(Excerpts of pointing data)
——
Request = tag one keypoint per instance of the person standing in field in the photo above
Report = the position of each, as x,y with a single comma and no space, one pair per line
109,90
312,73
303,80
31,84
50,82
——
→ **What is asked**: Please format every line of the records above as a numbered list, leaving out any blank lines.

→ **Worked answer**:
1. Request = tag one keypoint per instance of the person standing in field in the photo above
2. Report = the position of each, as x,y with a single comma and no space, one pair per line
3. 109,90
4. 312,73
5. 303,80
6. 31,84
7. 50,82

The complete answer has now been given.